WHAT YOU WILL DO >>
Every entry below should be printed exactly.
※ ※ ※
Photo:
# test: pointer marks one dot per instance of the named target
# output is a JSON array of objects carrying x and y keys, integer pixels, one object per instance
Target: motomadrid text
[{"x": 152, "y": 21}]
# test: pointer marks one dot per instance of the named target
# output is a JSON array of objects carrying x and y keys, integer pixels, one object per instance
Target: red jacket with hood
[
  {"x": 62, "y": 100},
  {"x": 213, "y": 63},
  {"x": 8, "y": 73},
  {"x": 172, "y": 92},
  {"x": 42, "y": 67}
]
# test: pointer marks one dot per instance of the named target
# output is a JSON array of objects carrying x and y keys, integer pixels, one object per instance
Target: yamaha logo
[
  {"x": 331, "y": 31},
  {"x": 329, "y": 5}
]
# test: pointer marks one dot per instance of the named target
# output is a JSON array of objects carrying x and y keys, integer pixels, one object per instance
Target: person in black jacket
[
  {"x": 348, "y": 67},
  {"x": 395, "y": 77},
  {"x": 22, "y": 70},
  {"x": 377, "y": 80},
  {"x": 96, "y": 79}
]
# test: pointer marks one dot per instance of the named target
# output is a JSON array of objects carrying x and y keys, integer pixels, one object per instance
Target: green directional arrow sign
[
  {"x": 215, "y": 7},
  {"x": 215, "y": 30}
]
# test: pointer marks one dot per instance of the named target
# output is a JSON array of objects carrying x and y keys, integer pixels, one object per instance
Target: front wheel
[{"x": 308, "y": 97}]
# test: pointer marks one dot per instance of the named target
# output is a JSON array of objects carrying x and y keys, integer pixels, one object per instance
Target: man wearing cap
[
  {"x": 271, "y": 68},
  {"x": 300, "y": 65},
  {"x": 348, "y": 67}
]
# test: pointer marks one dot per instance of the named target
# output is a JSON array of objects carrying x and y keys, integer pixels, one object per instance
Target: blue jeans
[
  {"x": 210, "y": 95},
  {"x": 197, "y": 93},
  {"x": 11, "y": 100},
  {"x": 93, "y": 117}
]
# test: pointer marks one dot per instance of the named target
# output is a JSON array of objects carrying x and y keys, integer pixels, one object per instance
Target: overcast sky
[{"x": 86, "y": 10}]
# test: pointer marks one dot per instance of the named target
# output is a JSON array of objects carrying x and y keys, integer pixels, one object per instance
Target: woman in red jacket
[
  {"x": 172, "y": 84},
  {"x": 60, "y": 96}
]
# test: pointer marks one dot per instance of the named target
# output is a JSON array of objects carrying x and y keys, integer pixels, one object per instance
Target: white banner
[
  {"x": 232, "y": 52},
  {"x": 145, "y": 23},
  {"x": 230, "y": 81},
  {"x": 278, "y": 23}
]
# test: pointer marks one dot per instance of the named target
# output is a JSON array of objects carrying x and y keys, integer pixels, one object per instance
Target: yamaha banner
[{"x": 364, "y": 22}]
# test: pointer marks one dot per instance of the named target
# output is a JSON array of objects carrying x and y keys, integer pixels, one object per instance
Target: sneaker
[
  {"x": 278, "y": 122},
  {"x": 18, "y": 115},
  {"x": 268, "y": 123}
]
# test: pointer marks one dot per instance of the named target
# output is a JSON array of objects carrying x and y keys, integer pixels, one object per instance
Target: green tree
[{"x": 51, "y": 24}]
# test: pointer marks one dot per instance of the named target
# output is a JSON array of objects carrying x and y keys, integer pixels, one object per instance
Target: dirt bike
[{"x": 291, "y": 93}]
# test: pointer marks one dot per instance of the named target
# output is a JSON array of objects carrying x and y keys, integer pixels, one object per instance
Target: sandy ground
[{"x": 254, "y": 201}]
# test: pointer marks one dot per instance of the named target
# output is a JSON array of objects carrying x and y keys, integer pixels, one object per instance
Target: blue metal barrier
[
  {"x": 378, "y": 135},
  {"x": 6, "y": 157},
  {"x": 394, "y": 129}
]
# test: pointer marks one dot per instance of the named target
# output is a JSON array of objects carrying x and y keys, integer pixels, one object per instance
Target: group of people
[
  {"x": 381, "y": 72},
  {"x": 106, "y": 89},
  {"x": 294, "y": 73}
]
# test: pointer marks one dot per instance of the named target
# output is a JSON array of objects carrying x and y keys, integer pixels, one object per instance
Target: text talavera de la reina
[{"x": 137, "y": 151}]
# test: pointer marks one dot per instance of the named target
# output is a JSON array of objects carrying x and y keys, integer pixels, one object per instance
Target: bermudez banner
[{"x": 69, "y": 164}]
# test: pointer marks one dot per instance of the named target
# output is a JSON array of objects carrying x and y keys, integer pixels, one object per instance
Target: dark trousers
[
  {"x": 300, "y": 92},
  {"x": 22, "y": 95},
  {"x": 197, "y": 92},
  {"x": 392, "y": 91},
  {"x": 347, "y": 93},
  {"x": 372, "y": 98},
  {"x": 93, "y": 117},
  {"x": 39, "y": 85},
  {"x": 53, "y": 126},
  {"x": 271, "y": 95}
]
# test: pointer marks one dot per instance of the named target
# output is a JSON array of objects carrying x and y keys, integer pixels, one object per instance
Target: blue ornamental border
※ ※ ※
SOLUTION FOR THIS TASK >>
Photo:
# test: pointer marks one dot per instance of the named target
# output is a JSON array of objects carrying x and y keys, integer pixels, one object per instance
Target: motomadrid text
[{"x": 152, "y": 21}]
# test: pointer marks one dot per instance of the named target
# output is a JSON array of objects carrying x and y keys, integer pixels, one object per instance
Target: red jacket with hood
[
  {"x": 62, "y": 100},
  {"x": 213, "y": 63},
  {"x": 8, "y": 73},
  {"x": 172, "y": 92},
  {"x": 42, "y": 67}
]
# test: pointer marks one dot per instance of the named target
# output is a JSON array of objects carrying x and y keys, integer pixels, one object per instance
Target: yamaha logo
[
  {"x": 331, "y": 31},
  {"x": 329, "y": 5}
]
# test: pointer marks one dot per instance of the named target
# output is a JSON array of objects carrying x and y keys, integer pixels, one object per instance
Target: person in black jacket
[
  {"x": 348, "y": 67},
  {"x": 395, "y": 77},
  {"x": 22, "y": 70},
  {"x": 377, "y": 80},
  {"x": 96, "y": 79}
]
# test: pointer marks one dot per instance of the named target
# output is a JSON array of objects carrying x and y keys, integer pixels, one object per instance
Target: green directional arrow sign
[
  {"x": 215, "y": 7},
  {"x": 215, "y": 30}
]
# test: pointer marks one dot per instance of the named target
# output is a JSON array of objects carrying x and y keys, integer pixels, one object per instance
Target: front wheel
[{"x": 308, "y": 97}]
# test: pointer marks one dot per instance of the named target
# output is a JSON array of objects carrying x and y keys, integer pixels, one object per instance
Target: man wearing cap
[
  {"x": 271, "y": 68},
  {"x": 300, "y": 65},
  {"x": 348, "y": 67}
]
# test: pointer marks one dot per instance of the named target
# output is a JSON array of objects carrying x and y keys, integer pixels, one object per instance
Target: blue jeans
[
  {"x": 210, "y": 95},
  {"x": 197, "y": 93},
  {"x": 11, "y": 100},
  {"x": 93, "y": 117}
]
# test: pointer marks one dot per instance of the named target
# output is a JSON array of objects carrying x and y keys, integer pixels, one object per instance
Target: overcast sky
[{"x": 86, "y": 10}]
# test: pointer marks one dot per instance of the named target
# output is a JSON array of objects carrying x and y keys, integer pixels, one object per instance
Target: woman in red jacket
[
  {"x": 172, "y": 84},
  {"x": 60, "y": 96}
]
# test: pointer marks one dot per instance of the named target
# output is a JSON array of objects carrying x and y keys, integer pixels, one object per instance
Target: white banner
[
  {"x": 232, "y": 52},
  {"x": 145, "y": 23},
  {"x": 230, "y": 81},
  {"x": 278, "y": 23}
]
# test: pointer marks one dot per instance of the named target
# output is a JSON array of objects carrying x and y keys, integer pixels, one object per instance
Target: yamaha banner
[{"x": 364, "y": 22}]
# test: pointer marks one dot per instance of the named target
# output is a JSON array of objects carrying x and y keys, integer pixels, one object per instance
Target: sneaker
[
  {"x": 278, "y": 122},
  {"x": 18, "y": 115},
  {"x": 268, "y": 123}
]
# test: pointer marks one dot per instance of the named target
# output is a JSON array of objects carrying x and y keys, integer pixels, one object per instance
Target: green tree
[{"x": 51, "y": 24}]
# test: pointer marks one dot per instance of the named target
# output is a JSON array of objects carrying x and y keys, integer pixels, one object per instance
Target: dirt bike
[{"x": 291, "y": 93}]
# test: pointer marks one dot per instance of the named target
# output is a JSON array of objects carrying x and y keys, integer pixels, one object per instance
Target: sandy ground
[{"x": 254, "y": 201}]
# test: pointer marks one dot per instance of the named target
# output is a JSON array of objects carrying x and y keys, integer pixels, one object per instance
Target: blue metal barrier
[
  {"x": 378, "y": 135},
  {"x": 6, "y": 157},
  {"x": 394, "y": 129}
]
# test: pointer marks one dot per instance of the named target
# output is a JSON array of objects carrying x and y keys, integer pixels, one object per instance
Target: group of people
[
  {"x": 381, "y": 72},
  {"x": 106, "y": 89},
  {"x": 294, "y": 73}
]
# test: pointer marks one dot per instance of the named target
# output is a JSON array of objects carrying x and y keys, integer pixels, one object per instance
Target: text talavera de la reina
[{"x": 137, "y": 151}]
# test: pointer marks one dot per instance of the named target
# output is a JSON array of objects carrying x and y keys, integer pixels, one object per instance
Target: bermudez banner
[{"x": 69, "y": 164}]
# test: pointer marks one dot per instance of the named target
# output is a JSON array of objects carrying x and y keys, integer pixels, one object per instance
Target: dark trousers
[
  {"x": 300, "y": 92},
  {"x": 22, "y": 95},
  {"x": 197, "y": 92},
  {"x": 392, "y": 91},
  {"x": 347, "y": 93},
  {"x": 372, "y": 98},
  {"x": 93, "y": 117},
  {"x": 39, "y": 85},
  {"x": 53, "y": 126},
  {"x": 271, "y": 95}
]
# test: pointer marks one dot per instance of the named target
# output is a JSON array of objects carrying x and y keys, integer pixels, one object per instance
Target: blue ornamental border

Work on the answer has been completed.